**REQUIRED WORK**
In the response, each entry below should appear again exactly as given.

**MATERIAL FOR THIS EXERCISE**
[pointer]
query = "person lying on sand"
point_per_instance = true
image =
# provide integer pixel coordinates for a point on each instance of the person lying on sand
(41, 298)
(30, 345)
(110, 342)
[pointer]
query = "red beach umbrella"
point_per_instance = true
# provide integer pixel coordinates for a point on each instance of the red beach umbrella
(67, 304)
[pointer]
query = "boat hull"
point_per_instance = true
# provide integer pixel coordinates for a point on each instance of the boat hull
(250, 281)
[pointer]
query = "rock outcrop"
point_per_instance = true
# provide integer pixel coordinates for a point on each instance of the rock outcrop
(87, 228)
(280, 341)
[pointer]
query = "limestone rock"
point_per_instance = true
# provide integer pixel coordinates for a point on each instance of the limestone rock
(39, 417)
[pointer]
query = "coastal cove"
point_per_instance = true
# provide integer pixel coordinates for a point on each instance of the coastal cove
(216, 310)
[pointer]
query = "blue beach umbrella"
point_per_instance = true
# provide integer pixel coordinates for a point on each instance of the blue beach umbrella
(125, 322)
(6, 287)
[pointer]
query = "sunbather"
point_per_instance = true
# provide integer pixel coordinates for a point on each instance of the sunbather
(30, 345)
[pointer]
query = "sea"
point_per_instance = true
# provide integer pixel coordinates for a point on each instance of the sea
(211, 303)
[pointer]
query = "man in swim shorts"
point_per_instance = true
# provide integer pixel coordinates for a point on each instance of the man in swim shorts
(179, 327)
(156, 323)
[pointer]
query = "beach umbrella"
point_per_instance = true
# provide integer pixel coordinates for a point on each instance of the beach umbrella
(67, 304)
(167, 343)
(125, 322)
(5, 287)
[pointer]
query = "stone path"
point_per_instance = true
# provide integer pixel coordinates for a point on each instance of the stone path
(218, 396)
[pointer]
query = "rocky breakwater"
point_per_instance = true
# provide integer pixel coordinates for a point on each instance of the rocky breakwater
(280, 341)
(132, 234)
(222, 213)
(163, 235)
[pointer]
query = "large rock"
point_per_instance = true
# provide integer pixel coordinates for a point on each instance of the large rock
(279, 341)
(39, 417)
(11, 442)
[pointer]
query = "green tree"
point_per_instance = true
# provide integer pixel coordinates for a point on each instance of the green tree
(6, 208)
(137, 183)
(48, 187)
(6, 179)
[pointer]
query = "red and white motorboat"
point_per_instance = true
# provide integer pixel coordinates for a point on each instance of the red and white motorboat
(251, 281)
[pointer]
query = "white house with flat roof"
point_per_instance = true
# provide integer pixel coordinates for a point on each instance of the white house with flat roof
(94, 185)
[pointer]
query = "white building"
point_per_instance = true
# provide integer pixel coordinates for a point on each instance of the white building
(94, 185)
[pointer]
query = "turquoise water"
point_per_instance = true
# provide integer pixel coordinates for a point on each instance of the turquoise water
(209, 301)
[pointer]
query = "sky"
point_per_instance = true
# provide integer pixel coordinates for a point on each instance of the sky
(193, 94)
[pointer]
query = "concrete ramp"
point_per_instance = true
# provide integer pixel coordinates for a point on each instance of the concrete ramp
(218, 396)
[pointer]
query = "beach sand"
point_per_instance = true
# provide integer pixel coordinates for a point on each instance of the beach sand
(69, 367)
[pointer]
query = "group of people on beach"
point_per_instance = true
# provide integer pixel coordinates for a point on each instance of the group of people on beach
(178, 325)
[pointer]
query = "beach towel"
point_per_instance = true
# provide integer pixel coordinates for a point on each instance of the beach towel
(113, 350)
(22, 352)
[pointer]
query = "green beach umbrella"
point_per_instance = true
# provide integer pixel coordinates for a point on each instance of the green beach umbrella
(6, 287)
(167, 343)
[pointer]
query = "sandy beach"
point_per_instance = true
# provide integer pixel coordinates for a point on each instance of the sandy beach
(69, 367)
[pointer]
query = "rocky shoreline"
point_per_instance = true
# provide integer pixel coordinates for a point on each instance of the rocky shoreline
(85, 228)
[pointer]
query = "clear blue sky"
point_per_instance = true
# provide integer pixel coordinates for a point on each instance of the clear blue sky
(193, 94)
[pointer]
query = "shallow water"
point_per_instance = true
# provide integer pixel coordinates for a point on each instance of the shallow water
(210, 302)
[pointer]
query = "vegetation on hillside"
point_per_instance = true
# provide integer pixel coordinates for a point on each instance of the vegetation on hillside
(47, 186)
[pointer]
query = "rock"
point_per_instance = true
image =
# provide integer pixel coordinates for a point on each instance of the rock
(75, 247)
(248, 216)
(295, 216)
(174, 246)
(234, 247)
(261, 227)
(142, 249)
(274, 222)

**EXERCISE SOLUTION**
[pointer]
query = "person lying on sand"
point_per_instance = true
image =
# provide integer pixel coordinates for a point on each instance of the person lying on sand
(41, 298)
(30, 345)
(110, 342)
[pointer]
query = "red beach umbrella"
point_per_instance = true
# provide integer pixel coordinates for a point on each instance of the red beach umbrella
(67, 304)
[pointer]
query = "boat hull"
point_per_instance = true
# provide integer pixel coordinates for a point on each instance of the boat hull
(250, 281)
[pointer]
query = "rock outcrop"
point_per_instance = true
# provide integer pixel coordinates for a point on each instance of the rock outcrop
(87, 228)
(280, 341)
[pointer]
query = "limestone rock"
point_per_instance = true
# provide integer pixel coordinates for a point on each instance of the limestone rock
(39, 417)
[pointer]
query = "coastal cove"
point_per_instance = true
# provide integer pixel coordinates for a point on each instance of the coastal cove
(216, 310)
[pointer]
query = "blue beach umbrella"
point_per_instance = true
# provide integer pixel coordinates for a point on each instance of the blue beach umbrella
(125, 322)
(6, 287)
[pointer]
query = "sunbather"
point_per_instance = true
# provide integer pixel coordinates for a point on each instance of the sunbather
(30, 345)
[pointer]
query = "sea"
point_per_instance = true
# provide integer pixel coordinates for a point on each instance of the sea
(211, 303)
[pointer]
query = "man in swim shorts"
point_per_instance = true
# provide integer pixel coordinates for a point on each instance of the man in swim shorts
(179, 327)
(156, 323)
[pointer]
query = "beach umbrella"
point_per_instance = true
# provide integer pixel coordinates for a point on each instance of the beach umbrella
(67, 304)
(167, 343)
(125, 322)
(5, 287)
[pointer]
query = "stone path"
point_per_instance = true
# provide integer pixel coordinates for a point on each instance of the stone path
(218, 396)
[pointer]
query = "rocky breakwater"
point_per_instance = true
# provide integer pixel coordinates for a point on each instance of the rocky breakwater
(280, 341)
(132, 234)
(222, 213)
(163, 235)
[pointer]
query = "large rock"
point_per_instance = true
# provide integer pixel coordinates for a point on each instance of the large rock
(279, 341)
(39, 417)
(11, 442)
[pointer]
query = "green tree"
point_per_instance = true
# provide integer pixel coordinates for a point on each instance of the green tree
(6, 208)
(137, 183)
(48, 187)
(6, 179)
[pointer]
query = "red and white motorboat"
point_per_instance = true
# provide integer pixel coordinates for a point on each instance of the red and white motorboat
(251, 281)
[pointer]
query = "white house with flat roof"
point_per_instance = true
# provide integer pixel coordinates for a point on each instance of the white house with flat roof
(94, 185)
[pointer]
query = "white building"
point_per_instance = true
# provide integer pixel coordinates for a point on each instance of the white building
(94, 185)
[pointer]
query = "turquoise water"
point_per_instance = true
# provide integer pixel coordinates for a point on each instance of the turquoise water
(209, 301)
[pointer]
query = "sky"
point_per_instance = true
# provide integer pixel coordinates for a point on each instance of the sky
(193, 94)
[pointer]
query = "concrete ramp"
point_per_instance = true
# provide integer pixel coordinates for a point on each instance of the concrete ramp
(218, 396)
[pointer]
query = "beach sand"
point_per_instance = true
# provide integer pixel coordinates for a point on each instance of the beach sand
(69, 367)
[pointer]
query = "group of people on beach"
point_per_instance = true
# provide integer pixel coordinates for a point on each instance of the group of people on beach
(178, 325)
[pointer]
query = "beach towel"
point_per_instance = true
# provide integer pixel coordinates for a point on each instance of the beach towel
(113, 350)
(22, 352)
[pointer]
query = "green beach umbrella"
point_per_instance = true
# provide integer pixel coordinates for a point on each instance of the green beach umbrella
(6, 287)
(167, 343)
[pointer]
query = "sandy beach"
point_per_instance = true
# provide integer pixel coordinates for a point on each instance of the sandy beach
(69, 367)
[pointer]
query = "rocky shoreline"
point_per_instance = true
# provide integer pixel coordinates for a point on each instance of the rocky shoreline
(85, 228)
[pointer]
query = "clear blue sky"
point_per_instance = true
# provide integer pixel coordinates for a point on each instance of the clear blue sky
(193, 94)
[pointer]
query = "shallow water"
point_per_instance = true
# provide integer pixel coordinates for a point on each instance of the shallow water
(210, 302)
[pointer]
query = "vegetation on hillside"
point_per_instance = true
# provide integer pixel coordinates for a point on each instance of the vegetation on hillside
(47, 186)
[pointer]
query = "rock"
point_per_instance = true
image =
# provide integer pixel coordinates for a point on each instance of the rock
(75, 247)
(248, 216)
(295, 216)
(174, 246)
(234, 247)
(261, 227)
(142, 249)
(274, 222)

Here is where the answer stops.